Supplement label font requirements are defined by FDA regulations under 21 CFR 101.36, setting minimum type sizes and formatting rules that determine whether your product can legally reach store shelves. These are not design preferences. They are enforceable standards, and getting them wrong triggers warning letters, product recalls, and lost distribution. This guide breaks down every font size threshold, formatting rule, and compliance risk you need to know before your next label goes to print.
Supplement label font requirements explained: FDA size rules by package
The FDA sets minimum font sizes for Supplement Facts panels based on the total surface area of your label. The size of your package determines which threshold applies, and there is no flexibility once you fall into a category.
Here is how the tiers break down:
| Package Label Area | Minimum Body Text Size | Notes |
|---|---|---|
| Standard (over 40 sq in) | 8 point | Applies to all body text in the panel |
| Intermediate (12–40 sq in) | 6 point | Conditional; must still be legible |
| Small (under 12 sq in) | 4.5 point | Absolute minimum; limited exceptions |
FDA regulations require all body text in Supplement Facts panels on standard packaging to be no smaller than 8 point. That 8-point floor is the number most manufacturers know, but it is the intermediate and small-package rules where violations cluster. For smaller packages under 12 square inches, the floor drops to 4.5 point, but that does not mean 4.5-point text is readable or safe from scrutiny.

Column headings and footnotes get their own allowance. Column headings and footnotes may be as small as 6 point on certain smaller and intermediate-sized packages. This matters because designers often apply the body text minimum uniformly and either waste space or inadvertently violate the column-heading rule by going too small without realizing a separate standard applies.

---

> _Directive_
Write out the supplement label font text from "Supplement label font requirements are" up to and including "goes to print.", changing "product recalls" to "market withdrawals". Rely only on the text given.

> _Raw records_
---

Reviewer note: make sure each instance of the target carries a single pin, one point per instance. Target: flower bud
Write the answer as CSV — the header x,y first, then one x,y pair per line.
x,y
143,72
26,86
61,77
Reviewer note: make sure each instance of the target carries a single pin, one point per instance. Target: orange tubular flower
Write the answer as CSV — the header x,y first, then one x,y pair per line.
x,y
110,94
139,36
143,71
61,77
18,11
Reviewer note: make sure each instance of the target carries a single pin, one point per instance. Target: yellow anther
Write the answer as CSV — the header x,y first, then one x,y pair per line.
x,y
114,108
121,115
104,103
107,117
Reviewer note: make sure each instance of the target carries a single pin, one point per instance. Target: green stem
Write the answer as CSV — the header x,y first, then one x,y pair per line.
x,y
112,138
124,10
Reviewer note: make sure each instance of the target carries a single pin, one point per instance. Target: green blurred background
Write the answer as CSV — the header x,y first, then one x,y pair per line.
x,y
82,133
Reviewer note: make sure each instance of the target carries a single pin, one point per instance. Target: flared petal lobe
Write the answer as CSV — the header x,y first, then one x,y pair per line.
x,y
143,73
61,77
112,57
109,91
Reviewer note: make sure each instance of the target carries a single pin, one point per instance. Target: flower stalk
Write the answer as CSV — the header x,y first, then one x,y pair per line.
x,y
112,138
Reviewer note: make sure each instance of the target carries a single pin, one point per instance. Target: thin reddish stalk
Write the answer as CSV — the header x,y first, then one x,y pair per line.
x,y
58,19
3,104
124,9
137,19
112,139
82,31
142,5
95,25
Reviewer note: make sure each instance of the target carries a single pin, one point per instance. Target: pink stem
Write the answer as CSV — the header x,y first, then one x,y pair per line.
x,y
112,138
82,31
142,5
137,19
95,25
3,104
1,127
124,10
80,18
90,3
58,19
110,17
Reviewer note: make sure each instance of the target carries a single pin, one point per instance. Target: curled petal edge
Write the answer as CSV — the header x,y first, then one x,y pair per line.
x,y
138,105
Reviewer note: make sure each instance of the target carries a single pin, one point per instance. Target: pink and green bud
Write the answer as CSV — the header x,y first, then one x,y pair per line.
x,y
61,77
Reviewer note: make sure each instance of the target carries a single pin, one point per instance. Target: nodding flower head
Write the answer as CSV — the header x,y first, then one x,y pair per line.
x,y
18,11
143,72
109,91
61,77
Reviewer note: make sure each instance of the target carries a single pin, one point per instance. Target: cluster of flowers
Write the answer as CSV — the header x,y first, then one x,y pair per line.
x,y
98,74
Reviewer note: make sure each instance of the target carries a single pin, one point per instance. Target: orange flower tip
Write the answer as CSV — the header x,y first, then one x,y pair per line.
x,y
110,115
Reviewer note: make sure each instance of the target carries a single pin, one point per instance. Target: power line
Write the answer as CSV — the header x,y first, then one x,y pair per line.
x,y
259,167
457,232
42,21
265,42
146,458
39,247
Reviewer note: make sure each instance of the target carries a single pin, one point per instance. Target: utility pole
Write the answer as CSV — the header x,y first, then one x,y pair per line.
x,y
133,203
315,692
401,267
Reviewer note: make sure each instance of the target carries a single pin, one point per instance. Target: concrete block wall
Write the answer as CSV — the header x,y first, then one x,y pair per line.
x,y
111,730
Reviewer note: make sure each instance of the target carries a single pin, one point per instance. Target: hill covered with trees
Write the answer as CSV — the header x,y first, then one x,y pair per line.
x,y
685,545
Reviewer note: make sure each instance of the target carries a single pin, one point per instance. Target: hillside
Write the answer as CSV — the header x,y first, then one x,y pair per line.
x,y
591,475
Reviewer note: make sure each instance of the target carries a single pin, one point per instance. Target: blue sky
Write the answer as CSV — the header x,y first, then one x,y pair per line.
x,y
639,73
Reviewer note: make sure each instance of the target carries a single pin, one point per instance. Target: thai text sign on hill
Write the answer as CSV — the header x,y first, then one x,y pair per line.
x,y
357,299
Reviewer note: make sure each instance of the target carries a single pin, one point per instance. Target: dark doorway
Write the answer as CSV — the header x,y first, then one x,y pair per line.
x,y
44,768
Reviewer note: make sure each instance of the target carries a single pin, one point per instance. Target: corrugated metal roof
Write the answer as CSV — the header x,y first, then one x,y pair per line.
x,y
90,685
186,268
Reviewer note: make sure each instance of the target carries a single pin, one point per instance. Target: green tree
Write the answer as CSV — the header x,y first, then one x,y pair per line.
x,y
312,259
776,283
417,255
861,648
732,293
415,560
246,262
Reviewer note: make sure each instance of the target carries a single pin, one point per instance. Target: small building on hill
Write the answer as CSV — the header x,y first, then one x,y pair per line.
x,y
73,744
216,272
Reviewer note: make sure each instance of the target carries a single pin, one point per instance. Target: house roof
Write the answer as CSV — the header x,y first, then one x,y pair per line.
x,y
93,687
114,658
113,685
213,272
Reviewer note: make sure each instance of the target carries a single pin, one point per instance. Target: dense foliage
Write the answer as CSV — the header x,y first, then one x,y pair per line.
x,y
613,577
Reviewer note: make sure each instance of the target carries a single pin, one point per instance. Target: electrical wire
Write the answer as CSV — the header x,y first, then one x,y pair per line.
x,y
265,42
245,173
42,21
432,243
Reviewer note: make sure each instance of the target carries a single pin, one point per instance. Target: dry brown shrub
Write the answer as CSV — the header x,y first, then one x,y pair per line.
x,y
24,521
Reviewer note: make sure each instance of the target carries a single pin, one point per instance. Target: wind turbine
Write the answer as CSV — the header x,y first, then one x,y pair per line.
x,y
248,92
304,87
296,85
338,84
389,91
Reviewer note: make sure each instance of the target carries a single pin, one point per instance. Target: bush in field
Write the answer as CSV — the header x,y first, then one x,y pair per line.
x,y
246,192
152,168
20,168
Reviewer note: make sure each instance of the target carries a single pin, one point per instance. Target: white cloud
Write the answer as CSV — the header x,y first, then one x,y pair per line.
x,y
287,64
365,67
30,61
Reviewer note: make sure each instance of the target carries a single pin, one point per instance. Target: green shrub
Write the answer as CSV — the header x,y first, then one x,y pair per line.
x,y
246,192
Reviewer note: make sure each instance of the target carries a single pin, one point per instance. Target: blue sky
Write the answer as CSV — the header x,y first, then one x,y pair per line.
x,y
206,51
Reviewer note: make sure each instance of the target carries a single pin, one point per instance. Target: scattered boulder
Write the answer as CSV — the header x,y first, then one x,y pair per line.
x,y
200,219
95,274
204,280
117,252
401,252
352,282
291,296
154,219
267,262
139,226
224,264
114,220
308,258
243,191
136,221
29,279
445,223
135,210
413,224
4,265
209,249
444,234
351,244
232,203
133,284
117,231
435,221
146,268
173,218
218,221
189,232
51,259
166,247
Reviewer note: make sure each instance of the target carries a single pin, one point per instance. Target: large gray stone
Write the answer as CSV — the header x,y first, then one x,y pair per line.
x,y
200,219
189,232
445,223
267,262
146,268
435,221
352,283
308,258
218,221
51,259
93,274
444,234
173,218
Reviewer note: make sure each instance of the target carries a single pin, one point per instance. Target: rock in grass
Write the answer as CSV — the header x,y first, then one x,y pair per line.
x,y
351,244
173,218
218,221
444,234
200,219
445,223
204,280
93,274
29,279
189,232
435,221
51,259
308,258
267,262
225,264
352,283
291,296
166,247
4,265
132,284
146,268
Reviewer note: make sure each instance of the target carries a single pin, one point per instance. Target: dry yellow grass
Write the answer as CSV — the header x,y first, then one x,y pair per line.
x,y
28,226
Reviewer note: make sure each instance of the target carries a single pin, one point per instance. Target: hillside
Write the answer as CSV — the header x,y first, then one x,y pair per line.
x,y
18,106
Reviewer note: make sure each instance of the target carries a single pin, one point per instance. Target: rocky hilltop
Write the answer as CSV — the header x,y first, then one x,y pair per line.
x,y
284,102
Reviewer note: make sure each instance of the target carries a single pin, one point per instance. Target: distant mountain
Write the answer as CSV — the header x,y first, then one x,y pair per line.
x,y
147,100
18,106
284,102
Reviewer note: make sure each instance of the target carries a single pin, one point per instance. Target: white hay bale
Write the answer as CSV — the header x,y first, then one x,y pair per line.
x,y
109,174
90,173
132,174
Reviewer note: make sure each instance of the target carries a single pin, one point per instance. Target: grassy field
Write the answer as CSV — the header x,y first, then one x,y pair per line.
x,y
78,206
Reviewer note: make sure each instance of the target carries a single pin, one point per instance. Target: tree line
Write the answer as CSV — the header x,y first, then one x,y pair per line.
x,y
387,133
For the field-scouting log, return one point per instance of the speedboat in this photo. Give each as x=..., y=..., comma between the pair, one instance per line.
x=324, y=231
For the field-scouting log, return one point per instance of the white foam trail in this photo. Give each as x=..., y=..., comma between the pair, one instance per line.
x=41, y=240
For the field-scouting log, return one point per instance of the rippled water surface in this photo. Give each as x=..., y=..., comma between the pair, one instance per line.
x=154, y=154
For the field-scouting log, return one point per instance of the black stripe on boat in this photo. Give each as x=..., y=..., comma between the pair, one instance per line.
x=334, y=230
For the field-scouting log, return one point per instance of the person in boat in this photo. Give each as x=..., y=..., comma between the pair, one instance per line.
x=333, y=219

---

> _Task output_
Supplement label font requirements are defined by FDA regulations under 21 CFR 101.36, setting minimum type sizes and formatting rules that determine whether your product can legally reach store shelves. These are not design preferences. They are enforceable standards, and getting them wrong triggers warning letters, market withdrawals, and lost distribution. This guide breaks down every font size threshold, formatting rule, and compliance risk you need to know before your next label goes to print.